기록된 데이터
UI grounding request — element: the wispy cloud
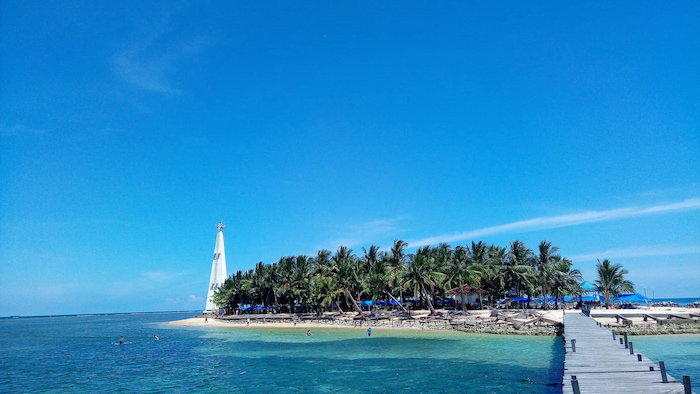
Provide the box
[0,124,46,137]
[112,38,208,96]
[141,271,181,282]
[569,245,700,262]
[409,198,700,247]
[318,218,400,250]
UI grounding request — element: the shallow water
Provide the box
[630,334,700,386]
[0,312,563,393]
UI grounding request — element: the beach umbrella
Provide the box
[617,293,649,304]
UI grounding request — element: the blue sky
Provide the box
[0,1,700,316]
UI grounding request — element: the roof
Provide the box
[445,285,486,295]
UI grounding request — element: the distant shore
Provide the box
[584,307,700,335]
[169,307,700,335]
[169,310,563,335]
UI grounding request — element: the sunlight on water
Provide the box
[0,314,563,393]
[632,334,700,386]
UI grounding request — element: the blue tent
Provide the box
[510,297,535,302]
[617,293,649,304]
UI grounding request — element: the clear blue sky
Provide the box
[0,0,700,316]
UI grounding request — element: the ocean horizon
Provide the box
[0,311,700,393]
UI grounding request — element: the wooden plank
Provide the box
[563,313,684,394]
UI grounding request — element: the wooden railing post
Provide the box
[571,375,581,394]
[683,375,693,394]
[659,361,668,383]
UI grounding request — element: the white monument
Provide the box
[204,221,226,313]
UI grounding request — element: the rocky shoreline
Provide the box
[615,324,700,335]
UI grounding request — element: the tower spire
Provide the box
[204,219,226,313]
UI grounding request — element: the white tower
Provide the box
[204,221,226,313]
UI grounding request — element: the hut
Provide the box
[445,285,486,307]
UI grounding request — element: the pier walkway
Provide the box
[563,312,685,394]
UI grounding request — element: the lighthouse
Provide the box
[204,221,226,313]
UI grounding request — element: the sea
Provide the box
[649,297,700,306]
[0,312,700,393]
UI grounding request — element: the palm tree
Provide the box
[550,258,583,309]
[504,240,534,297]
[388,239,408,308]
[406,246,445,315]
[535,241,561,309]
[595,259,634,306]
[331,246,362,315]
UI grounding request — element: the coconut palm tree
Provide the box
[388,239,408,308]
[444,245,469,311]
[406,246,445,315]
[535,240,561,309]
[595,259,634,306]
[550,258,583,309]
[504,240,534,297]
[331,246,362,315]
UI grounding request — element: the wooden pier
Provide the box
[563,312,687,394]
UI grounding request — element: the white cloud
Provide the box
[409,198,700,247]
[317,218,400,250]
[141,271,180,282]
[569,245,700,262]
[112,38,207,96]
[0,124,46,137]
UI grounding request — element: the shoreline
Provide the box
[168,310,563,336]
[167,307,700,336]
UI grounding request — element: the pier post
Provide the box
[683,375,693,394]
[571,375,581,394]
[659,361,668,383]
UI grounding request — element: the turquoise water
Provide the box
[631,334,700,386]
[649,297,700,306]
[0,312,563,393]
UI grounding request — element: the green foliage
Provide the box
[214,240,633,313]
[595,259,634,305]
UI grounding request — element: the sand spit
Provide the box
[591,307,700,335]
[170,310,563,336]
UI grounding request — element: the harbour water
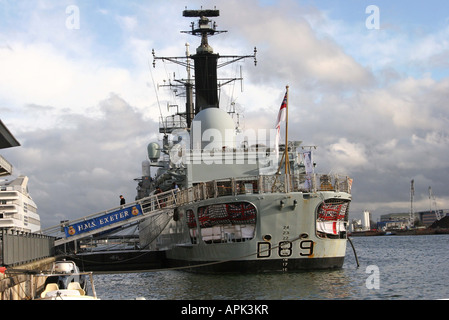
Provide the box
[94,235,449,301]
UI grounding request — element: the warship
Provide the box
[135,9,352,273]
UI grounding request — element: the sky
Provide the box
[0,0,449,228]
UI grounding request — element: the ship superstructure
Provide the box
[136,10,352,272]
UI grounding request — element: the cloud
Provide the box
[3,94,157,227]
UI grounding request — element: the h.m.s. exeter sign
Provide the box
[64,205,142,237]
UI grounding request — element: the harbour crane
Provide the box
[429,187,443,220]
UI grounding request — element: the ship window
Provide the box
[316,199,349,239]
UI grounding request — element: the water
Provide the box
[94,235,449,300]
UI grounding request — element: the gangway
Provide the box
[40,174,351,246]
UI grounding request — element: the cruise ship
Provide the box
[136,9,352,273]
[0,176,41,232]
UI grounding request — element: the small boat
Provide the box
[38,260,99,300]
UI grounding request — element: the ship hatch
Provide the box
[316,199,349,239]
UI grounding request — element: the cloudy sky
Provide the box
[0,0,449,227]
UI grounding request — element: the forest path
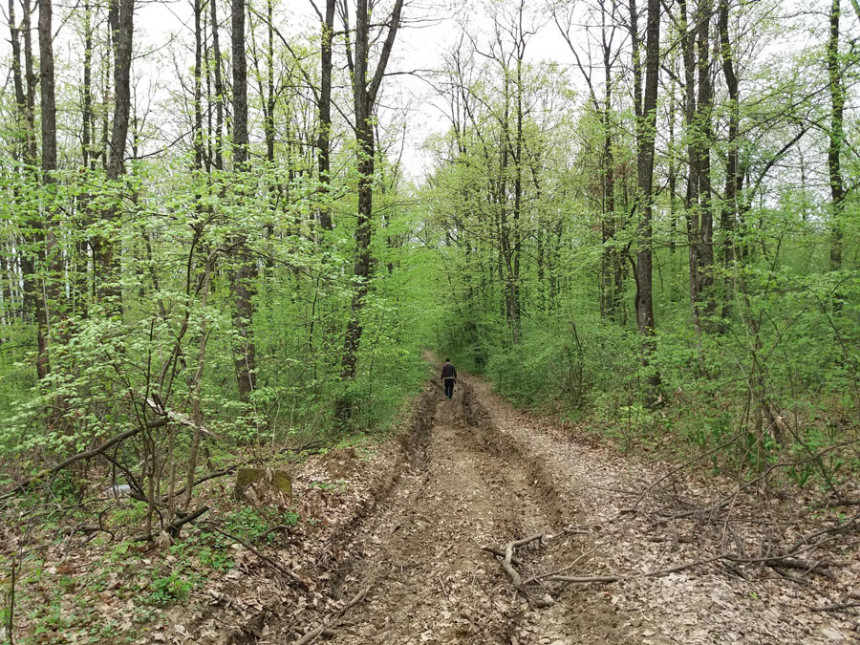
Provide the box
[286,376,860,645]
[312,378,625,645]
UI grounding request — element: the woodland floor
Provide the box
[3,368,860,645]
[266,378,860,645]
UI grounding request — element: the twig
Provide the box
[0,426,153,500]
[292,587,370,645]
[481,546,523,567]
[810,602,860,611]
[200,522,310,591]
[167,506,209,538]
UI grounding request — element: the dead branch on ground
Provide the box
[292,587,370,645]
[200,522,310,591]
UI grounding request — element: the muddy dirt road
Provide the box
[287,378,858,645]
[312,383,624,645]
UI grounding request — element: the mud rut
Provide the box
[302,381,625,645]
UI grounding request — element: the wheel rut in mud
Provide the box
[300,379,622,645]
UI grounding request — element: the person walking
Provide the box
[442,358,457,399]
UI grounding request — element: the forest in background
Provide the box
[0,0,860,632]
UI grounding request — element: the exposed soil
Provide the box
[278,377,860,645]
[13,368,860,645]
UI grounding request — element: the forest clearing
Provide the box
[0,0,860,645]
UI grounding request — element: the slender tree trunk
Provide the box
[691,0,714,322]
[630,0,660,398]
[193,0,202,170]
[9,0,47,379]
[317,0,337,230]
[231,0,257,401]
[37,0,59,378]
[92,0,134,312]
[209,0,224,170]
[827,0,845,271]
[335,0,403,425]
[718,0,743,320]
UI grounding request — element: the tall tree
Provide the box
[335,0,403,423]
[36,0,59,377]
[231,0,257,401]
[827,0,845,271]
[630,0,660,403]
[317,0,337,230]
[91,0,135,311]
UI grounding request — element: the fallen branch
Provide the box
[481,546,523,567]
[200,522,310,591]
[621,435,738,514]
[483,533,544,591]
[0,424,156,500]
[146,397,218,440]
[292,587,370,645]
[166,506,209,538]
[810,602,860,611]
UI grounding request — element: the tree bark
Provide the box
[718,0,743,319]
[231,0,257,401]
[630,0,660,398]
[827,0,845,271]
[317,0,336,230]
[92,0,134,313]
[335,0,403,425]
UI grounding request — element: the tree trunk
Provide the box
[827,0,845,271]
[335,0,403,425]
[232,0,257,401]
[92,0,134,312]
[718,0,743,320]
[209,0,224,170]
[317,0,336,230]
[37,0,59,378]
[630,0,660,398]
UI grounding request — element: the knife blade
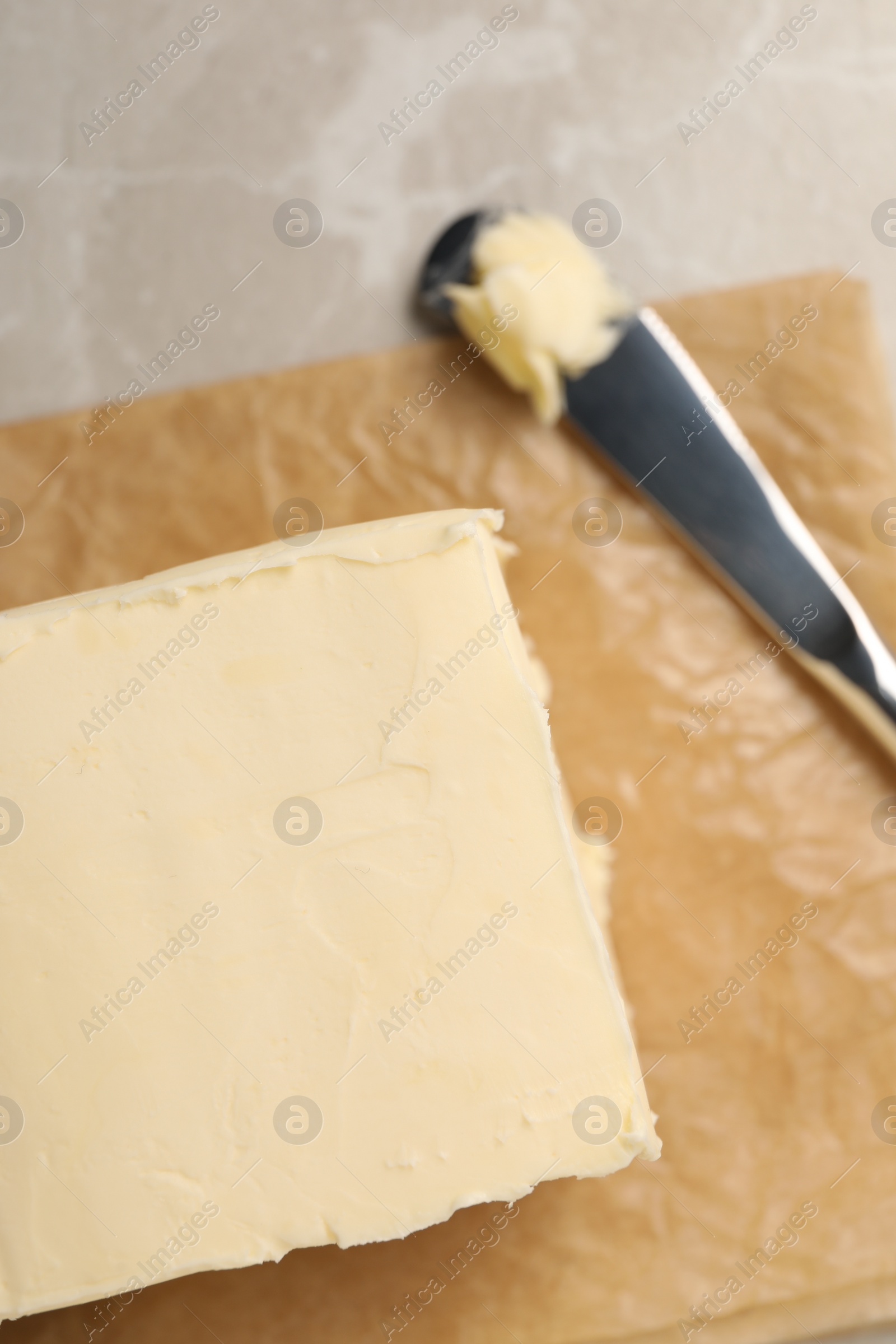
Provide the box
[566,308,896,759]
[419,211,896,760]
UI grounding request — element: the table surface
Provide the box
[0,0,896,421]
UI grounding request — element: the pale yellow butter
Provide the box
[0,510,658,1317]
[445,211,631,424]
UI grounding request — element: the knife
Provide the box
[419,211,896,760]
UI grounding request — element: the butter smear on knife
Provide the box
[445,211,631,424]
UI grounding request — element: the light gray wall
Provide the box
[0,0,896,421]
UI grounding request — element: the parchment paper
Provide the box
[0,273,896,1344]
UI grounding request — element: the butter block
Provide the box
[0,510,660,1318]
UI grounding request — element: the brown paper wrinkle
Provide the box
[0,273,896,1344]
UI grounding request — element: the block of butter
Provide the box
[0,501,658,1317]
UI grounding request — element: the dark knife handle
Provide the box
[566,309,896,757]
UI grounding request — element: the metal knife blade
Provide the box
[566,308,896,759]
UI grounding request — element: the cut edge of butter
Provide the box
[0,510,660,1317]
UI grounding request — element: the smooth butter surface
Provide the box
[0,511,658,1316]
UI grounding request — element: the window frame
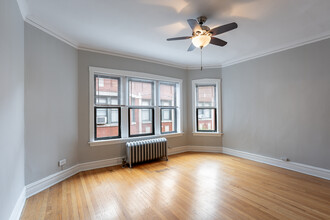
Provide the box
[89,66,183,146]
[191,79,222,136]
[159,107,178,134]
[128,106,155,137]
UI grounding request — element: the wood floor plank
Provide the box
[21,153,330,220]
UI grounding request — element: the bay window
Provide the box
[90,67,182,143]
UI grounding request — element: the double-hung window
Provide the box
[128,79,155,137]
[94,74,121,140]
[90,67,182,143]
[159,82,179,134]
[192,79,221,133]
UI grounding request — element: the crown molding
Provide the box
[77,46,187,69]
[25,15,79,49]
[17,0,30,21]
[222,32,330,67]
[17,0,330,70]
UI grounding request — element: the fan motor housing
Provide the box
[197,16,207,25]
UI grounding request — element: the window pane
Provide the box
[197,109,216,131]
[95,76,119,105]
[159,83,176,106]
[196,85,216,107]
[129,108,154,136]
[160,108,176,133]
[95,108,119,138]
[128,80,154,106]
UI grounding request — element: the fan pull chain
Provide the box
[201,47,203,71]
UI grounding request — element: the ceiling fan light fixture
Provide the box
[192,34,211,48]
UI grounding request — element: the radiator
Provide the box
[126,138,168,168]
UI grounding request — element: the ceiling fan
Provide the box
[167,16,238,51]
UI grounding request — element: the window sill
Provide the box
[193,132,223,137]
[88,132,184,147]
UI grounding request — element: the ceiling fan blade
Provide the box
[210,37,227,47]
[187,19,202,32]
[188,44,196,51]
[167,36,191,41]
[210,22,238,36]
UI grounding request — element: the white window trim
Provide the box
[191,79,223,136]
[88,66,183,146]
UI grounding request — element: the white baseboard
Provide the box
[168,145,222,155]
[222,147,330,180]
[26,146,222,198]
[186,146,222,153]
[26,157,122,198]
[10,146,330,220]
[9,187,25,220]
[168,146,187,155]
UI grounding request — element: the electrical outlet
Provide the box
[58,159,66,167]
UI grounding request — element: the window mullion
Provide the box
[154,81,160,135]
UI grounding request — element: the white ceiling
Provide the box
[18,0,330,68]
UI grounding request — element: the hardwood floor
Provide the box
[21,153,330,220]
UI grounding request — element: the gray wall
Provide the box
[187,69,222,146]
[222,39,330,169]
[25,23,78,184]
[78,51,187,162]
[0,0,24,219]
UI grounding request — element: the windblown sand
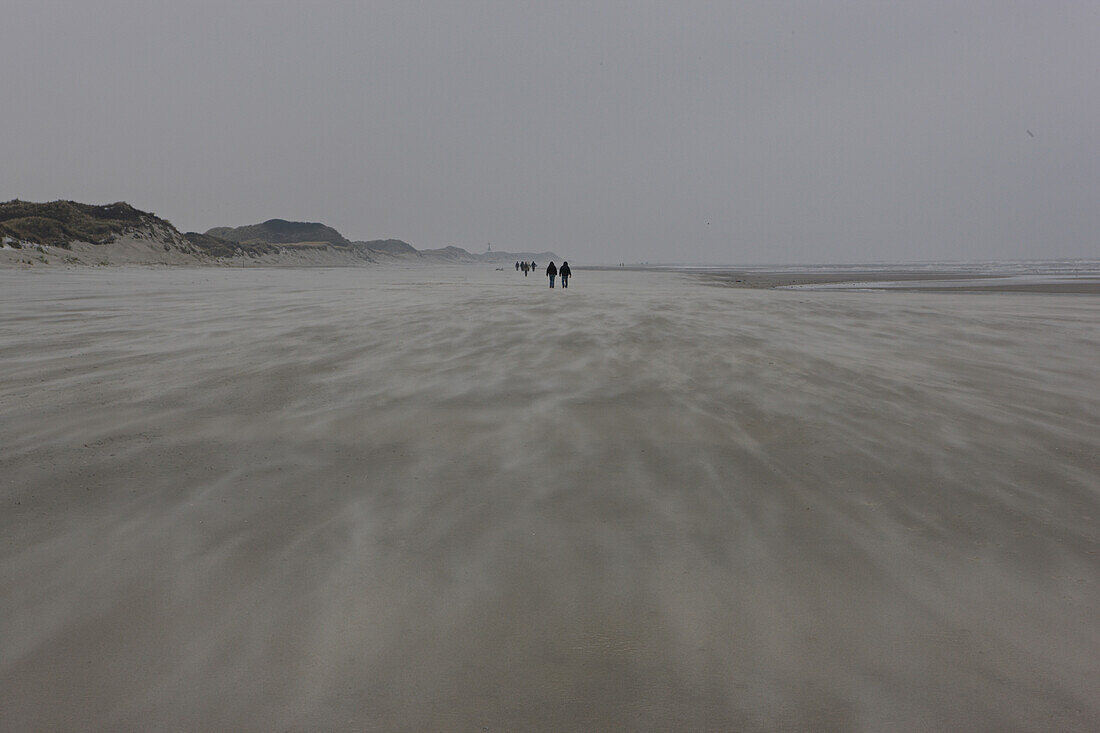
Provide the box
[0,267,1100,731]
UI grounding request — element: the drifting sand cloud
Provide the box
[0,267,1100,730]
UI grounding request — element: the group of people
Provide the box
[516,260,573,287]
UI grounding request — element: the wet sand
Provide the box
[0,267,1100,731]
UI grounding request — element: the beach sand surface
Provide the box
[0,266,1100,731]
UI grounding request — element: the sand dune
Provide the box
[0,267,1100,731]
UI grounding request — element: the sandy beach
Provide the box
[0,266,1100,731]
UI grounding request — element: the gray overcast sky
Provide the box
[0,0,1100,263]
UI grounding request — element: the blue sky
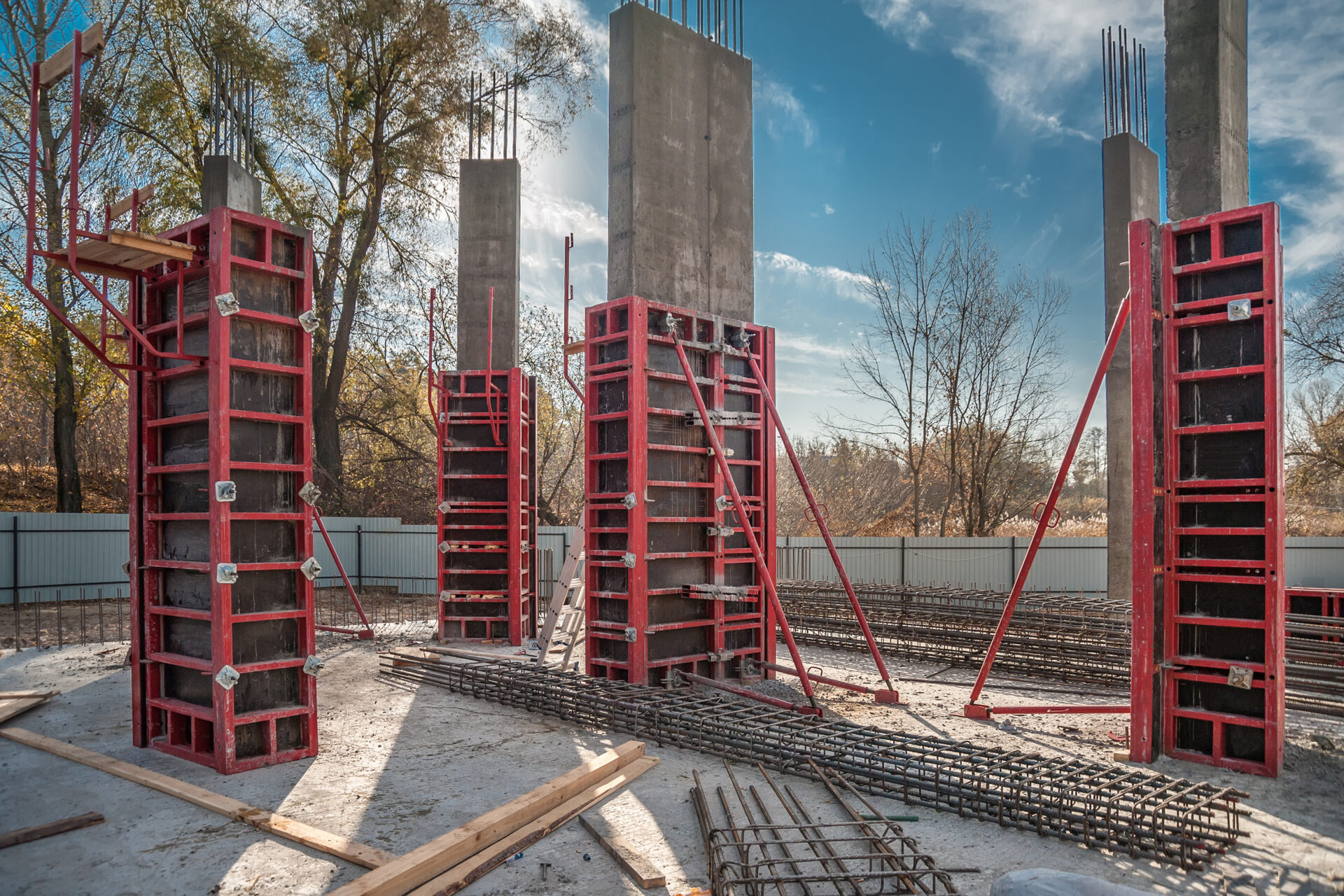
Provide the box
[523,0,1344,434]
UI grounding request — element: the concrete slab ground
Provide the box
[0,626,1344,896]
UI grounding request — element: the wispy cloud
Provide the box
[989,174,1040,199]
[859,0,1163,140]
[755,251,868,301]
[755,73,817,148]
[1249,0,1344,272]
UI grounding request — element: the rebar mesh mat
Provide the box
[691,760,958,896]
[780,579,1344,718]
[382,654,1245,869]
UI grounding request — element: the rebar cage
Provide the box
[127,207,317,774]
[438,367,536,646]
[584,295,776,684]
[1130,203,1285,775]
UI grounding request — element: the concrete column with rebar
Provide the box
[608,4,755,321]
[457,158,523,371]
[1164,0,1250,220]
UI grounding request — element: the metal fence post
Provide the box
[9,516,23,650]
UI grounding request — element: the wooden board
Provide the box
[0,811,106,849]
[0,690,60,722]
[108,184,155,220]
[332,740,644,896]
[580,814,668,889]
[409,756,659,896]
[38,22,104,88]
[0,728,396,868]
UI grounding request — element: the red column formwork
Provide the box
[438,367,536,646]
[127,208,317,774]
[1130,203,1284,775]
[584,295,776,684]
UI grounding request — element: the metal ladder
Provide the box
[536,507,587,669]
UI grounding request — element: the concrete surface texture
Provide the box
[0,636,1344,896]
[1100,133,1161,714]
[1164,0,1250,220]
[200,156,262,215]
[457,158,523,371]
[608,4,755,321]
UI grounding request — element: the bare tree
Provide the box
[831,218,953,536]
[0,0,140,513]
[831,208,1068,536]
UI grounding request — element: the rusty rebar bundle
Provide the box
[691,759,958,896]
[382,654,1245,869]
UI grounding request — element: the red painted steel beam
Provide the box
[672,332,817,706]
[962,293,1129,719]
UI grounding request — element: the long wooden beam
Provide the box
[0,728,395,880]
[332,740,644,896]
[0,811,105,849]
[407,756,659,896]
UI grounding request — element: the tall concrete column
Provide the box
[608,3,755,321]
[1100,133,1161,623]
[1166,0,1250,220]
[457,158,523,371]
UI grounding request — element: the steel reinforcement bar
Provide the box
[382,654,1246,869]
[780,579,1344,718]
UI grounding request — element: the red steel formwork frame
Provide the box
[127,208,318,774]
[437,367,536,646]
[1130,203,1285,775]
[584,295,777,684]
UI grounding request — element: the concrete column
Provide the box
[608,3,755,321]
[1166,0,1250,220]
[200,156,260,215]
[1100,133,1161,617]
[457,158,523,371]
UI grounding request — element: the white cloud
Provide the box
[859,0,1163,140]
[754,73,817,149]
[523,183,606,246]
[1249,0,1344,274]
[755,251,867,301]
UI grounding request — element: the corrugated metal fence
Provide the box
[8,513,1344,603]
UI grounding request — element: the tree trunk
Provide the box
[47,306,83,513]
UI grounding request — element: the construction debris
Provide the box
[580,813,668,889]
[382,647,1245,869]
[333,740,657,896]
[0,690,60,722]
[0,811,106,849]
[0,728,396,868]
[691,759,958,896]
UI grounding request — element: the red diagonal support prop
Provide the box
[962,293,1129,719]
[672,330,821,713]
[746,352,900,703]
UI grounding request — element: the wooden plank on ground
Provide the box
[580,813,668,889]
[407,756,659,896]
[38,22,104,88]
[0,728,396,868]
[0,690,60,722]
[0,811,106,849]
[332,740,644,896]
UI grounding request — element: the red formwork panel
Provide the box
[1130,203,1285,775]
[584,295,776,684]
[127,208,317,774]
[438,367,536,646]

## 과제 설명
위 자료에서 "UI grounding request — element: the palm tree" 문구가 있는 줄로 시작하여 "[563,312,687,394]" 문구가 있는 줄로 끝나는 부분을 양 끝 줄까지 포함해 한 글자도 바꾸지 말고 그대로 다시 쓰시오.

## 과제 결과
UI grounding request — element: the palm tree
Provide the box
[550,258,583,309]
[504,240,534,297]
[388,239,408,308]
[406,246,445,315]
[535,241,561,309]
[595,259,634,306]
[331,246,362,315]
UI grounding request — element: the coconut palm tree
Provide the box
[388,239,408,308]
[444,245,469,311]
[406,246,445,315]
[535,240,561,309]
[595,259,634,306]
[550,258,583,309]
[504,240,534,297]
[331,246,362,315]
UI grounding request — element: the wooden pier
Provide the box
[563,312,687,394]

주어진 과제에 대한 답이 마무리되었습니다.